Figure 6 aims to verify the fitting performance and validity of the stochastic process models applied to key market variables, including coal price, system load, wind, and solar generation. The upper-left panel shows that the log coal price fitted with an AR(1) process accurately reproduces both long-term mean reversion and short-term volatility, demonstrating a very high R 2 . The upper-right panel presents the residual fitting for load after removing seasonal and temperature effects, confirming that the AR(1) model effectively captures short-term autocorrelation. The lower panels show the wind and solar capacity factor residuals, whose strong linear correlation between fitted and actual residuals indicates significant mean reversion and stable stochastic behavior. Overall, the figure demonstrates that the AR(1)–based Ornstein–Uhlenbeck parameter estimation ( κ ,   θ ,   σ ) reliably characterizes the dynamics of these variables, supporting the empirical validity of the stochastic modeling framework and ensuring that the parameters reported in Table 1 are suitable for subsequent Monte Carlo simulations of electricity market uncertainty.
In addition to these empirically estimated parameters, we also specify representative generator characteristics based on industry benchmarks: 300 MW coal plant (heat rate 9.5 GJ/MWh, efficiency 0.20). 600 MW coal plant (heat rate 9.0 GJ/MWh, efficiency 0.25). 1000 MW coal plant (heat rate 8.8 GJ/MWh, efficiency 0.30). These parameters ensure the model remains realistic and interpretable for practical power system applications.

3.2. Algorithmic Procedure

The core challenge of this study is to solve the proposed three-layer model under stochastic environments. The overall workflow can be summarized as: stochastic scenario generation → spot market clearing → intertemporal payoff calculation → Nash bargaining optimization → contract coverage search.
First, based on the parameters estimated in Section 4.1 for coal prices, wind speed, solar irradiance, and multi-node load, we conduct Monte Carlo simulations to generate a large number of time-series paths that exhibit mean-reverting diffusion with jump characteristics (see Appendix A, Algorithm A2). Along each path: Coal prices determine the bidding parameters a i t ,   b i t of conventional units, Wind speed and irradiance determine the upper output limits of renewable units q ¯ i t R E S , Temperature and other meteorological factors affect node demand d b t . The constructed input data are then fed into the DC-OPF model, which solves a cost-minimization problem subject to system power balance and transmission constraints (Appendix A, Algorithm A3). From the Lagrangian dual conditions, we obtain the uniform energy price λ t , the nodal marginal prices π b t , and the optimal dispatch for both conventional and renewable units. Because we rely on scenario simulations, these prices and outputs vary across paths, generating the sample means and variances needed for the subsequent optimization.

What is required: Resume the passage on the electricity market model's algorithmic procedure, picking up right after its final sentence.

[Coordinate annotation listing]

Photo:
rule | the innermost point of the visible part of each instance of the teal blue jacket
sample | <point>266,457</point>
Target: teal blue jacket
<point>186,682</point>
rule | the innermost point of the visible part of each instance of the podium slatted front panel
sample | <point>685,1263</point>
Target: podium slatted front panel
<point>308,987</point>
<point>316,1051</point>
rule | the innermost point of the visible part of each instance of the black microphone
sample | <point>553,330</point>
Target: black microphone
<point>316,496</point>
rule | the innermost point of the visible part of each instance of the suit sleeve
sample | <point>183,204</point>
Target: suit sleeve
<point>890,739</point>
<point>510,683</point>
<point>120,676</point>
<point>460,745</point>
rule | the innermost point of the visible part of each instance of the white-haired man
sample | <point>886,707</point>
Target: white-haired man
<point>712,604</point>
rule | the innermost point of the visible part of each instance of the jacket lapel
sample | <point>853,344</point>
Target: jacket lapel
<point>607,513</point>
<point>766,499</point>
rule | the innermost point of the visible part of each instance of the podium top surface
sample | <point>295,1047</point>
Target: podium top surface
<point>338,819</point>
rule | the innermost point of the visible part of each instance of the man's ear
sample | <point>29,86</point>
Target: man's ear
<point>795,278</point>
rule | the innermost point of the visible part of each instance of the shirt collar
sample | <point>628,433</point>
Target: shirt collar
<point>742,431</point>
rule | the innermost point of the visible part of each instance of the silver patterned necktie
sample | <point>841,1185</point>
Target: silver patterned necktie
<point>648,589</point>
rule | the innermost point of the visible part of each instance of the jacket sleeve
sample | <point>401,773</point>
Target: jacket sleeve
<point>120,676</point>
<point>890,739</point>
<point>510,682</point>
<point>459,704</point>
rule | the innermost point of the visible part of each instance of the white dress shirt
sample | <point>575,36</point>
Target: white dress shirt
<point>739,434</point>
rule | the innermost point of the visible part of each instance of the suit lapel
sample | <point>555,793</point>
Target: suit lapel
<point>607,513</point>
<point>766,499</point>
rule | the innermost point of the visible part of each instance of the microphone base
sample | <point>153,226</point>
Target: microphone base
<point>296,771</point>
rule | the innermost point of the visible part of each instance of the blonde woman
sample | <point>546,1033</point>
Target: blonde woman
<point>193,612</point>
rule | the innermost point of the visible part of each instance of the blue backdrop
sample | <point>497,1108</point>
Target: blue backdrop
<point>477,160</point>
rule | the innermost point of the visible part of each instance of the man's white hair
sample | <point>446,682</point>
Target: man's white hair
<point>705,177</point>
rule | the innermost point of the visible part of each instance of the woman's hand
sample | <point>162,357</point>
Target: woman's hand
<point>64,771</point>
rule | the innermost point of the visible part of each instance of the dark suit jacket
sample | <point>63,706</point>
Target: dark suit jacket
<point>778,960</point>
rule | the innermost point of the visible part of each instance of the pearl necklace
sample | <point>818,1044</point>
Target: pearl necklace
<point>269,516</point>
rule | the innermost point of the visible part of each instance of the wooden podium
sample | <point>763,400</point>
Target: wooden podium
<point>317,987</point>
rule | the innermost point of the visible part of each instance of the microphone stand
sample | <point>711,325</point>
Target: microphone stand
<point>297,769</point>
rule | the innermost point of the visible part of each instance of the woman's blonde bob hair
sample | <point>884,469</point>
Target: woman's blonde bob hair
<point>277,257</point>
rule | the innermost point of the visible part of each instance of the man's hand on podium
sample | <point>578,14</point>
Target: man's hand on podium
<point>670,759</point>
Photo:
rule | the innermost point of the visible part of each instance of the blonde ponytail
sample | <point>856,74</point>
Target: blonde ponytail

---

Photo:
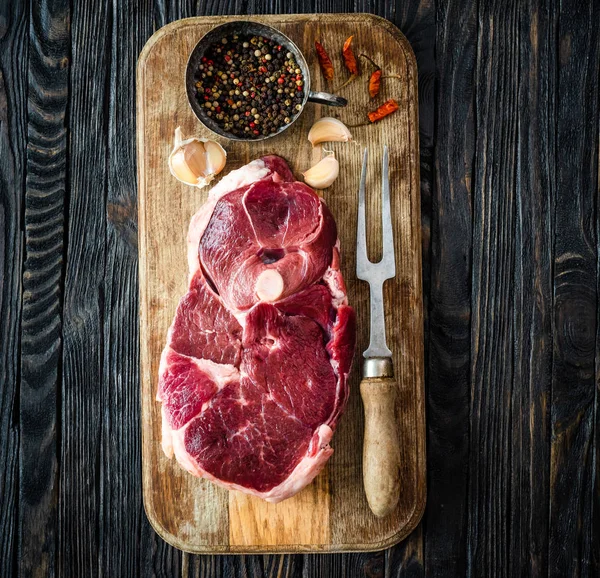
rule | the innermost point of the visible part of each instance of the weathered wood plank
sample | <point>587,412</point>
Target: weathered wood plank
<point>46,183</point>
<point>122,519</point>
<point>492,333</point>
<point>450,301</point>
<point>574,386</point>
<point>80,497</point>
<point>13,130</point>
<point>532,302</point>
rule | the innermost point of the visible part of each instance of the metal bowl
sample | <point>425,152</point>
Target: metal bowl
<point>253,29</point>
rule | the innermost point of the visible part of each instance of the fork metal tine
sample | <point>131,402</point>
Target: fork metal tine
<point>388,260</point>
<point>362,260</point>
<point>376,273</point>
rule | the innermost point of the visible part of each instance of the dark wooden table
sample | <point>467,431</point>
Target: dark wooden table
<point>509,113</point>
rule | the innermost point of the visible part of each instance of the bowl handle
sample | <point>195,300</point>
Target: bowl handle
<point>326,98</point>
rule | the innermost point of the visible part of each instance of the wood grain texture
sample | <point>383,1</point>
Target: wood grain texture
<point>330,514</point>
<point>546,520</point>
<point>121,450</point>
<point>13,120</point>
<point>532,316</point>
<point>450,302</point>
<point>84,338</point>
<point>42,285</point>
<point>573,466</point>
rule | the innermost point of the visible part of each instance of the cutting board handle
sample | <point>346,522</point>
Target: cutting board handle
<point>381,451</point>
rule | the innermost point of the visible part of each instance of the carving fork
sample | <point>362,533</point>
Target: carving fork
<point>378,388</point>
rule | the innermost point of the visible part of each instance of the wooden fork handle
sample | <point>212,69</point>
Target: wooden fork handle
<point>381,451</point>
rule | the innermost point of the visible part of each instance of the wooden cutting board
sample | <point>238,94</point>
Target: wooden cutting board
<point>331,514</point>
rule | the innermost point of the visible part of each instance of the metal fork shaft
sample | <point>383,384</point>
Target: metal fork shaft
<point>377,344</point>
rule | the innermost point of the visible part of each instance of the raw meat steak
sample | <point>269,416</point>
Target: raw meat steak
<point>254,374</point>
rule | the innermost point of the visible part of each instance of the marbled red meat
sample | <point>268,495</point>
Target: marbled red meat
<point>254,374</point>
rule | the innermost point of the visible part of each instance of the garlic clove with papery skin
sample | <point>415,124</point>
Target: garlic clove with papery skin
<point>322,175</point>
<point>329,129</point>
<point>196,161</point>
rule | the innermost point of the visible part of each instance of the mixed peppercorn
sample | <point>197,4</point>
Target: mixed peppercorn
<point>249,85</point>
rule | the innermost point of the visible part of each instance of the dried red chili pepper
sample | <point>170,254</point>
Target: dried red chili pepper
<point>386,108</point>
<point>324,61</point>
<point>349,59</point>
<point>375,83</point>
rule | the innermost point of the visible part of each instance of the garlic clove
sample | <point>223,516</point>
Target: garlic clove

Response for this exercise:
Building on the spot market clearing results, we compute each participant’s baseline payoff under the “spot-only” scenario—referred to as the disagreement point (Appendix A, Algorithm A1, Steps 2–3). For generators, this consists of revenue from nodal prices and output minus costs, adjusted for risk via a mean–variance approach. For consumers, it is their consumption utility net of spot payments, minus a risk-aversion penalty. This disagreement point represents the fallback payoff without any medium- or long-term contracts.
When contracts are introduced, the cash flows are added on top of the spot payoffs. For financial CfDs, settlement is based solely on “(reference price − fixed contract price) × contract volume.” CfDs do not alter physical dispatch but hedge against price volatility. For physical delivery contracts, contracted quantities are settled at fixed prices, while deviations are settled in the spot market, subject to network feasibility constraints (Appendix A, Algorithm A4). In both cases, intertemporal total payoff is defined as the sum of spot payoffs and contract cash flows, minus risk penalties based on sample variance.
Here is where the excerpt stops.